§ **PROBLEM**
Write out, from the entries below, exactly the lines that run between the lines holding "Where is the dark window" and "Where is the dark roof", inclusive, and stop there.

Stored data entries
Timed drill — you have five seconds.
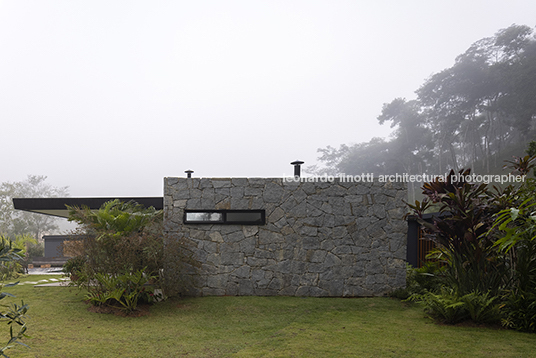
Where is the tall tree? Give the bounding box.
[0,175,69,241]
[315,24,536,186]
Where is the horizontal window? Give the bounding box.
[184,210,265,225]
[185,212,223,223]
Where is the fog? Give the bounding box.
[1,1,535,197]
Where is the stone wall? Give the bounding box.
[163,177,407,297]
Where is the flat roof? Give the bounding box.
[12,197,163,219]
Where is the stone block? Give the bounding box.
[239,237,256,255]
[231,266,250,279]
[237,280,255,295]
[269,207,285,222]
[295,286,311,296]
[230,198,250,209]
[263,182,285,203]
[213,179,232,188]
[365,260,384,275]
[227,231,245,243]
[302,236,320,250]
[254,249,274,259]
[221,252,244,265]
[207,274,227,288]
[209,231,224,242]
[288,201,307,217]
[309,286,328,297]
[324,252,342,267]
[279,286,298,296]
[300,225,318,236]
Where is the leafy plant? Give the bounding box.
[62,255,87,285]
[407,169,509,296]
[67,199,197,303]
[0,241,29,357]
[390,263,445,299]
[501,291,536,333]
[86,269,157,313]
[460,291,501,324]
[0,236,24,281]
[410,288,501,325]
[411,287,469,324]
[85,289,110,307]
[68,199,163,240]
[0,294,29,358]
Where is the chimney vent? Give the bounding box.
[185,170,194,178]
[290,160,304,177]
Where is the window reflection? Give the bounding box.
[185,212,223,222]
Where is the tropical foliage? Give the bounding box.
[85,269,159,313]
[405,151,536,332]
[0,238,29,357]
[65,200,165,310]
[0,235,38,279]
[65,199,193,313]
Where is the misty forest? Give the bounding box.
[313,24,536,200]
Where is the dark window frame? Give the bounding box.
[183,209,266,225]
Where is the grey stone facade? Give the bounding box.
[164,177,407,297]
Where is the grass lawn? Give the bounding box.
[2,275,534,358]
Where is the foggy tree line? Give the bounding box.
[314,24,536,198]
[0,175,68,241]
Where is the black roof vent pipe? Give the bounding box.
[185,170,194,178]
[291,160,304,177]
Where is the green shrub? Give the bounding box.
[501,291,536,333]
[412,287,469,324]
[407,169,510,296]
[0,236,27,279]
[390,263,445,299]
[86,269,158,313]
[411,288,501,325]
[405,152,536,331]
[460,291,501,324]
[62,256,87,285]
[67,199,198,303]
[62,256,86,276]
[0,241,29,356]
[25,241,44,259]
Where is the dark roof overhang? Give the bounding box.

==

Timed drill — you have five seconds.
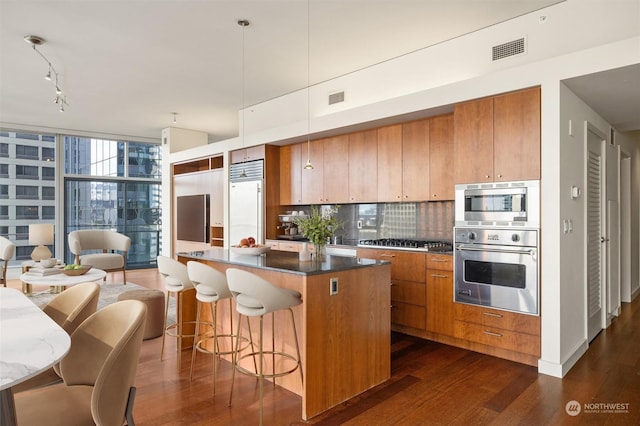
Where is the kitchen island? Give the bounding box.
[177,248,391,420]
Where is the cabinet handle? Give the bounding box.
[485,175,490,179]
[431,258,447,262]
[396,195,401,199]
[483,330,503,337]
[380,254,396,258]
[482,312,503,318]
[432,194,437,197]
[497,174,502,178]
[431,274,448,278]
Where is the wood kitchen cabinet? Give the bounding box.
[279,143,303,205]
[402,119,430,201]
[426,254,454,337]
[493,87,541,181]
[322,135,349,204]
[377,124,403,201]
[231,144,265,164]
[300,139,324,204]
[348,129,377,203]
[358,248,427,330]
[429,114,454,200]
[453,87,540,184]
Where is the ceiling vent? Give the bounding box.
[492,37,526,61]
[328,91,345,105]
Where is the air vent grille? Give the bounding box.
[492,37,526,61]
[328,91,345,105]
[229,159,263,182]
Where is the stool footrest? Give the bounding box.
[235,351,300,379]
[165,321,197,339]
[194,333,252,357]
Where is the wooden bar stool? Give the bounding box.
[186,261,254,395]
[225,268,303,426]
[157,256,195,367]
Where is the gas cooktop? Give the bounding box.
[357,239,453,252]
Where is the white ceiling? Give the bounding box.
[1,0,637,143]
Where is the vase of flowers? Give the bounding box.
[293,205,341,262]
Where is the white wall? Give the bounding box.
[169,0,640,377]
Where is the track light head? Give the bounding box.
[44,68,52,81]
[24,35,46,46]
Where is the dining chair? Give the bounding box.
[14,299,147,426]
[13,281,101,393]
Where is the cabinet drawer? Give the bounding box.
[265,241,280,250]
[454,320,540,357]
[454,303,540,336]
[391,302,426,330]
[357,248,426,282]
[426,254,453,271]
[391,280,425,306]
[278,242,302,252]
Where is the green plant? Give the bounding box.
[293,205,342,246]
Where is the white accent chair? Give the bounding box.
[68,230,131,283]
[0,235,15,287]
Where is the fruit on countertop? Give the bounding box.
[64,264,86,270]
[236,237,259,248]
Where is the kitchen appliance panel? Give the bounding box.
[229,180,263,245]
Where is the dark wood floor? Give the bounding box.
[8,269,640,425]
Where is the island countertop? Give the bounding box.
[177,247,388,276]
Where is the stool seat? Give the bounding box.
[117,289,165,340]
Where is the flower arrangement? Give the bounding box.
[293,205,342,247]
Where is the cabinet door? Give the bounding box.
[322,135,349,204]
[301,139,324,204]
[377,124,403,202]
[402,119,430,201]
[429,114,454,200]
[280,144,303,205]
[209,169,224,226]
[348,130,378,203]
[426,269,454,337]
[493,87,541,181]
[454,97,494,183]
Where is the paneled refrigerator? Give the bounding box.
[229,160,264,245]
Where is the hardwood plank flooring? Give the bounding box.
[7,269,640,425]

§ **RESULT OF THE TASK**
Where is the dark window frame? Give the bounding box.
[183,209,266,225]
Where is the grey stone facade? Give the bounding box.
[164,177,407,297]
Where is the grass lawn? Give the bounding box.
[2,275,534,358]
Where is the foggy tree line? Give the bounding box.
[314,24,536,198]
[0,175,68,241]
Where is the black roof vent pipe? Give the bounding box.
[185,170,194,178]
[291,160,304,177]
Where is the green shrub? Give the bounding box.
[501,291,536,333]
[412,287,469,324]
[407,169,510,296]
[0,236,27,279]
[390,263,445,299]
[86,269,158,313]
[411,288,501,325]
[405,152,536,331]
[460,291,501,324]
[62,256,87,285]
[67,199,198,303]
[62,256,86,276]
[0,241,29,356]
[25,241,44,259]
Where is the dark roof overhang? Give the bounding box.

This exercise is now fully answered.